About this task: Print the entries verbatim, leaving out the images they contain.

# # # # #

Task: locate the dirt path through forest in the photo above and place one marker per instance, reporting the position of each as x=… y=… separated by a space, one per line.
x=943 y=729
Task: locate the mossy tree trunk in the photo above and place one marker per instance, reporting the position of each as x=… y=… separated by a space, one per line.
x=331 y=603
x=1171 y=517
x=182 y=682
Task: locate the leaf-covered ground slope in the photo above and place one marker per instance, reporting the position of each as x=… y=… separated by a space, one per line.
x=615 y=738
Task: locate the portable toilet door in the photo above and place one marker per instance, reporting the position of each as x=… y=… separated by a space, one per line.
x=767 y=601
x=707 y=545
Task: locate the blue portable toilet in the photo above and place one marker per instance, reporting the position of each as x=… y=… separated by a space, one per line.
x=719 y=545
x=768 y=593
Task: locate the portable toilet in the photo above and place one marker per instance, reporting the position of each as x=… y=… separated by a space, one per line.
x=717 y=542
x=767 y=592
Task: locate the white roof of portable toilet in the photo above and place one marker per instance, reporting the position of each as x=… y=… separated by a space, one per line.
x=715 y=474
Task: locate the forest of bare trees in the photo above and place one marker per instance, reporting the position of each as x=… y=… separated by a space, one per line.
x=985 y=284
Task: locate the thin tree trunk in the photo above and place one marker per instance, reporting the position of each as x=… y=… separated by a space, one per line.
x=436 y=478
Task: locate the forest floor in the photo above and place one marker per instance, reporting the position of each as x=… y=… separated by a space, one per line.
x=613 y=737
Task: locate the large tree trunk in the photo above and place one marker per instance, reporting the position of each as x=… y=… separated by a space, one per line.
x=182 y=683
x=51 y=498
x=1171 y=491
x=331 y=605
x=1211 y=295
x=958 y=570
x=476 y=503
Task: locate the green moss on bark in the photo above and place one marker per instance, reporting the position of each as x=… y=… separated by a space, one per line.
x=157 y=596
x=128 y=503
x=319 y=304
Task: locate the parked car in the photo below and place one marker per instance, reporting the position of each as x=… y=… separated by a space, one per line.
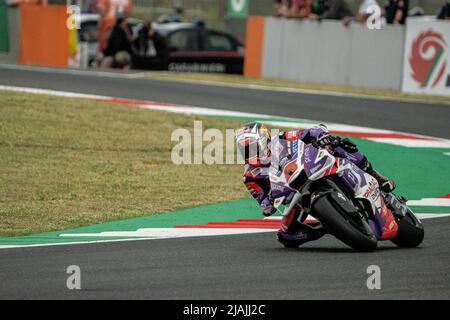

# # # # #

Output for this exercise:
Task: locate the dirt path through forest in the photo above and place one marker per instance, reporting the position of each as x=… y=… separated by a space, one per line.
x=943 y=729
Task: locate the mossy tree trunk in the photo above and place one marker per instance, reporting the position of each as x=… y=… separated by a space, one per line.
x=331 y=603
x=1171 y=517
x=182 y=682
Task: locate the leaf-covered ground slope in the photo above and place one marker per instance, reporting the position of each as x=… y=… separated by a space, one per line.
x=615 y=738
Task: locate the portable toilet door in the photo above and place one marker per instance, reporting the position of each as x=… y=… separated by a space, one per line.
x=767 y=601
x=707 y=545
Task: locate the blue portable toilet in the photo above and place one marker per instance, reporting the position of each as x=… y=… separated by a space, one per line.
x=719 y=545
x=768 y=593
Task: locate the portable toilet in the photo above and place one marker per instance, reporting the position of each as x=… y=… separated by a space, one per line.
x=717 y=542
x=767 y=592
Task: locate the white roof of portable toilet in the photo above and place one marker per instance, reporting the position of each as x=… y=… separated by a space, one per line.
x=715 y=474
Task: locate the forest of bare trees in the photo above and place one marker per instance, reporting the position of each as x=… y=… separated by a space, one per line.
x=985 y=284
Task: locate the thin tree trunk in the photo above and place one marker per instance, reporting the position of each as x=… y=… separated by a space, one per line.
x=436 y=478
Task: locate the forest floor in the photo above and place one marker per instance, reporting the position of each as x=… y=… separated by a space, one per line.
x=613 y=737
Task: locate the large tree trunk in the photo above and place one marker per instance, reporting the position of each as x=… y=… separated by a space, one per line.
x=182 y=683
x=51 y=498
x=1171 y=491
x=331 y=605
x=1211 y=295
x=958 y=570
x=476 y=503
Task: locate the green moss on bark in the photo above and place one marker per instance, reporting the position of each as x=… y=… separated by a space, one per line.
x=157 y=596
x=128 y=503
x=319 y=304
Task: locate the parked car in the photo below and place one marker per instance, reporting the position of each as x=… y=… separated by a space, one per line.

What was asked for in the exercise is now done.